── RECORDS SUPPLIED ──

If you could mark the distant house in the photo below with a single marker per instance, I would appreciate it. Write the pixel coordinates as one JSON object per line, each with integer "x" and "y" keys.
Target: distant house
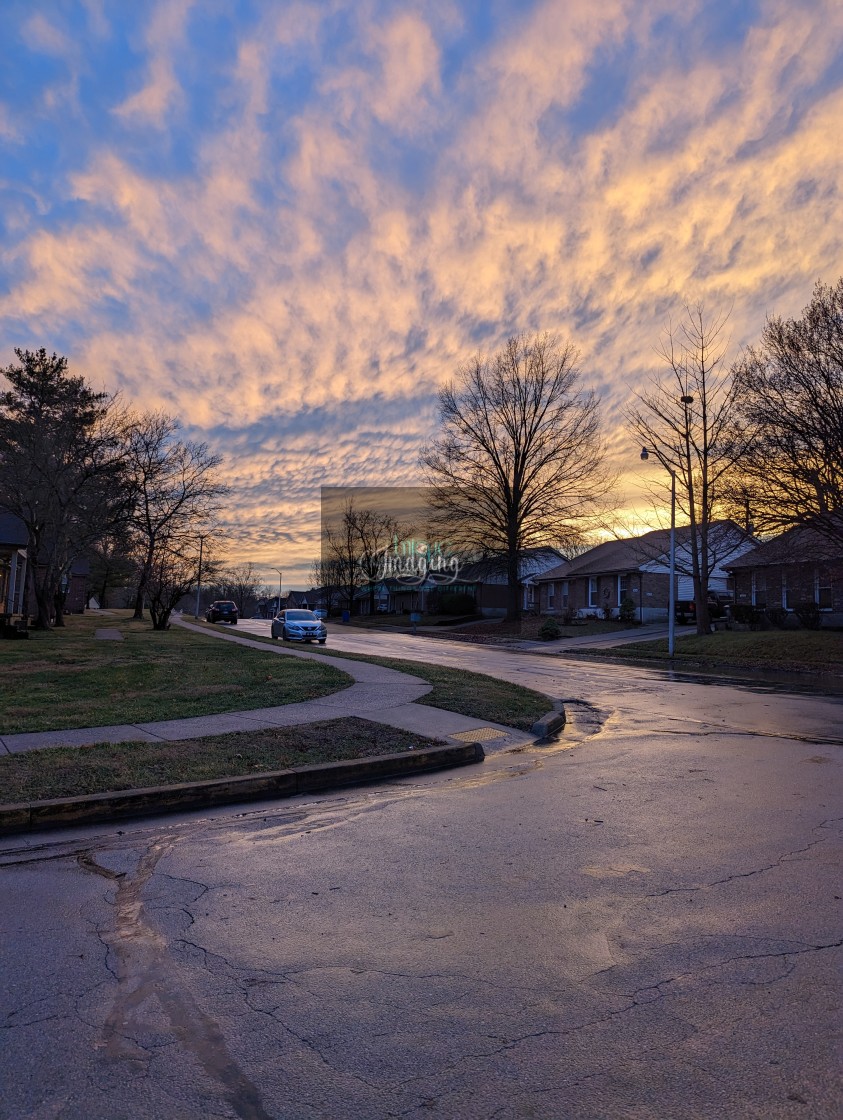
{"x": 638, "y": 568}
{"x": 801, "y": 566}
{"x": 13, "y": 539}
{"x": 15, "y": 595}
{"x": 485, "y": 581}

───
── RECORDS SUPPLIED ──

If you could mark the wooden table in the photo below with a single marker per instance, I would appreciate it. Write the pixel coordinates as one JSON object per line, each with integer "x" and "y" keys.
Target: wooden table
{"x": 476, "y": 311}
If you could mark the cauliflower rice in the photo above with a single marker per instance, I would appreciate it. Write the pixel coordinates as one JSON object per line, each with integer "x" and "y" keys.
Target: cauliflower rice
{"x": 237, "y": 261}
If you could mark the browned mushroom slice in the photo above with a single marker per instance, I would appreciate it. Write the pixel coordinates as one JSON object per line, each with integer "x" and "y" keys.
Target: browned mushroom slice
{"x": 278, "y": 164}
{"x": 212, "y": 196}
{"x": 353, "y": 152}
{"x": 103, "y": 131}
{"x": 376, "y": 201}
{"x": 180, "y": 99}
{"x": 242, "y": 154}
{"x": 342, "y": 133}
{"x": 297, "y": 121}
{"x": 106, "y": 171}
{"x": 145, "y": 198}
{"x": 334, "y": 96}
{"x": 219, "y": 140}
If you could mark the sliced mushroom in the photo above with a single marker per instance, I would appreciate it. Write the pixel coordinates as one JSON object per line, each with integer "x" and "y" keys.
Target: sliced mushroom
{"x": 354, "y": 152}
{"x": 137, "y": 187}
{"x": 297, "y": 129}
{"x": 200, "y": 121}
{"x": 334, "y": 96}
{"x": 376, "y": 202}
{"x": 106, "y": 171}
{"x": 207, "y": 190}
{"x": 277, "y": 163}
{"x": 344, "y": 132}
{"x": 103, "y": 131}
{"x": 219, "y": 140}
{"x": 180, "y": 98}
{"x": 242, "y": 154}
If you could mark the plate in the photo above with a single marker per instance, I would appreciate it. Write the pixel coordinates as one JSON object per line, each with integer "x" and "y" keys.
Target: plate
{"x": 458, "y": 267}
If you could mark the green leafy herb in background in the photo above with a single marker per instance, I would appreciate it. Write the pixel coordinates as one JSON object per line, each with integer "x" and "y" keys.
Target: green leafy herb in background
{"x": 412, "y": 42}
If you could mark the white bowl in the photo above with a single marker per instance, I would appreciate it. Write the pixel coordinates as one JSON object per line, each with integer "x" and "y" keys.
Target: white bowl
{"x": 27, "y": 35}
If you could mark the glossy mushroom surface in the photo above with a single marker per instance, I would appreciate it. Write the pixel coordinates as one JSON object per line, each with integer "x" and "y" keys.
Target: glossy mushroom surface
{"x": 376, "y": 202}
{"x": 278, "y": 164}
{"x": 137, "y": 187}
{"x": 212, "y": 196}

───

## EXERCISE
Using the entries above, output exactly the lines between the line holding "Target: white bowl" and the line holding "If you could mark the glossy", end lines included, and nothing more.

## TASK RESULT
Target: white bowl
{"x": 27, "y": 35}
If you could mark the glossy mushroom surface in the photo above with a single marker per instance, I would appreciate it. Write the pixel coordinates as one JSON object per line, each with integer "x" and "y" keys.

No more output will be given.